What to do: Write out all of the material below word for word, leaving out the pictures.

───── Data provided ─────

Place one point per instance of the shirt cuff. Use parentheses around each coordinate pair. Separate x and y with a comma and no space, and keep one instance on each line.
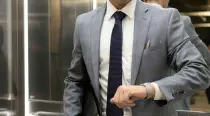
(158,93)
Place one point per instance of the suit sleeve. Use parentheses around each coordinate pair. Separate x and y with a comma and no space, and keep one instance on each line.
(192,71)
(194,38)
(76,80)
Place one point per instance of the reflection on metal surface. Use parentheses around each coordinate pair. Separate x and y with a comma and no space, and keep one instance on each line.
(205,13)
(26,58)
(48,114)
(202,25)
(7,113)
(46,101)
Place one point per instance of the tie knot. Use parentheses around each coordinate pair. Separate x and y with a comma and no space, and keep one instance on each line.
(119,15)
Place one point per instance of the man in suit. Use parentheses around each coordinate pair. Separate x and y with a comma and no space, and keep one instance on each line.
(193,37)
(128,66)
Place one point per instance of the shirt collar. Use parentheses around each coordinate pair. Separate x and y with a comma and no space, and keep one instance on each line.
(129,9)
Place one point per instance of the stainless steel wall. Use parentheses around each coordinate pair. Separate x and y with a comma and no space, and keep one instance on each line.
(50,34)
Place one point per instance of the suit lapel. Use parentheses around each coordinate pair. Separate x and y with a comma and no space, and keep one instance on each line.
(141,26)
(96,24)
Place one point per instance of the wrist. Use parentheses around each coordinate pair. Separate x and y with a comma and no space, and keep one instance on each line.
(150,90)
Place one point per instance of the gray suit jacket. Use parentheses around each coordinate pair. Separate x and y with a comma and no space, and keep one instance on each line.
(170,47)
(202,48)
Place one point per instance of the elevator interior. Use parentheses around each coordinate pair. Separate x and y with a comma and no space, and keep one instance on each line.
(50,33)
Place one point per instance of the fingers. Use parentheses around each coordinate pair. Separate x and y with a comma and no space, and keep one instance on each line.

─────

Exercise result:
Place one point per instance of the shirt cuff. Use parentheses around each coordinate pair. Separate x and y with a comma and no space, and keep one instance on each line.
(158,93)
Place one point per instance of the suit sleeve. Use parentheses around each coordinate pair. Separate x and y with a comma and no space, and keep one instance on each line.
(192,71)
(194,38)
(76,80)
Place one point per instance of the reflection on metal surface. Use parentheses around each coordinate pair. Separate x and y with a comma and no space, and keep one instance on each line.
(205,13)
(26,58)
(48,114)
(202,25)
(7,113)
(46,101)
Place one point per instance of the tie knot. Use parentheses around each coordinate pair. Separate x and y with a comma and no space, and keep one instance on each line.
(119,15)
Place one point per instance of the man in suit. Use parentheses around each coordinate pair. Separate x and y with a comma and no space, and keep one instance on each line.
(193,37)
(128,66)
Place one point per instance of the shirt collar. Use parentheses around each coordinate pair. Separate x and y with a comma and no space, and keep one instance on each line.
(129,9)
Place one point per instance of the stainless steel wall. Use parentheses around each coordinate pair. Separate x and y with a comma and no space, and keep one instance on each line.
(50,34)
Place one point per instance of the suit lapel. Use parentheses around each coordinate pair. Separate x and y with a comma and no space, and keep one instance on each line.
(141,26)
(96,24)
Place one point per instance of the wrist. Use parentheses around each coordinate pair. Separate x and y with a comma and no space, and keep one instance on each line.
(150,90)
Place one point per instance of the gray suit jacket. Use parentheses around each coordinate pair. Separate x and y with a comma and no space, and keep one instance on each line.
(170,47)
(202,48)
Place one point per instance of the elevator interior. Use parentheses around each coordinate pair. Separate x and y with a comma and no space, and keep one instance on each line.
(50,33)
Place one point per instance of the fingers. Use parentheses around each coordinate pair. Separate x and y with a comma and no space, and keep one instance on each line.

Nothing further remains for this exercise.